→ **Aim**: Please copy out the items from the line containing "For every instance of the umbrella" through the end of the items, inclusive, swapping "umbrella rib" for "umbrella spoke" and leaving everything else unchanged.

+++ Supplied data

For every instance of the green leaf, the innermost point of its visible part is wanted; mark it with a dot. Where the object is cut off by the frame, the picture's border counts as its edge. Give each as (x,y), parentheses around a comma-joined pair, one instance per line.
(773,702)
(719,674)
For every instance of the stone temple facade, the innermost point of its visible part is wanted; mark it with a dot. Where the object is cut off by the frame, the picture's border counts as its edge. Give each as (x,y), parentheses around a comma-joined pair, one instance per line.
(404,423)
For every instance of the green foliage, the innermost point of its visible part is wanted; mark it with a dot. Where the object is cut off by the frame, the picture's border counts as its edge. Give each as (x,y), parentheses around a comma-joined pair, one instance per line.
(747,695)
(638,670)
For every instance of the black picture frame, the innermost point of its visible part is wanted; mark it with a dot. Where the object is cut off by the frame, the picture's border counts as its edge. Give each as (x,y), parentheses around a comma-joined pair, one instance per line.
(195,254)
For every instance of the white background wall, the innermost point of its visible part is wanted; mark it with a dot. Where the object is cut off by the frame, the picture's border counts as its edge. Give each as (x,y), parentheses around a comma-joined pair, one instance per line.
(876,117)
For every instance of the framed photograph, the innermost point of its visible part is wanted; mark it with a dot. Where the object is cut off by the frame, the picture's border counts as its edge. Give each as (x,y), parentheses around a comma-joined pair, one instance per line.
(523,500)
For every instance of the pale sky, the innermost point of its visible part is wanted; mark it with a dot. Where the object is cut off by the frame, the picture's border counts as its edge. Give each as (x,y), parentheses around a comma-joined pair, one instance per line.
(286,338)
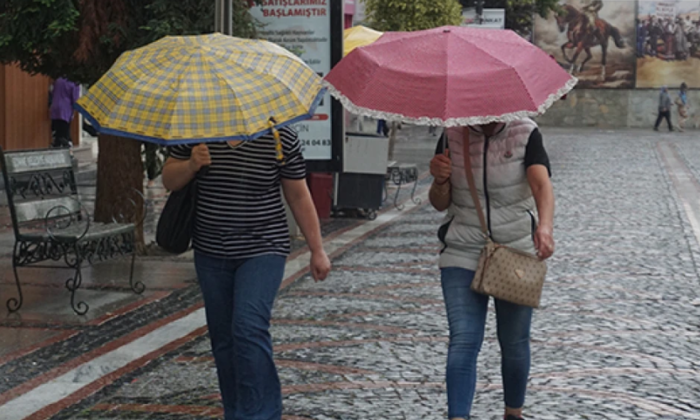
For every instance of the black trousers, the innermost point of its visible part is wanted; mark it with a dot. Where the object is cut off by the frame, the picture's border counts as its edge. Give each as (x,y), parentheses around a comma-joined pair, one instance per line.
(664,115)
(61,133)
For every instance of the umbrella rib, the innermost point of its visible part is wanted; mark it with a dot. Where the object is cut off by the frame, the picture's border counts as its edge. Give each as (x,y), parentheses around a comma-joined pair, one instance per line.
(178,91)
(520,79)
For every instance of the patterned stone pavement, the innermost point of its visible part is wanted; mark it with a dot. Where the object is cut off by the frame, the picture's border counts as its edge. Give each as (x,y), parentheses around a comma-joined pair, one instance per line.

++++++

→ **Right answer**:
For every instance of the umbrella spoke, the innermost point of its visible part is wanted; mark it with a dot. Where the object is cut off by the frame, the picture's border counts as its edge. Give each as (x,y), parentheses around a comma-joined pair, one instance per line.
(178,91)
(520,79)
For every instance of the patterned stone pavement, the innermost point of its visible part is wanted; mark it with a dot. Where the object is cut off by the frame, the picture's border counts as its edge. Give each as (x,y), parentheses around a comma-joined pair, one instance per line.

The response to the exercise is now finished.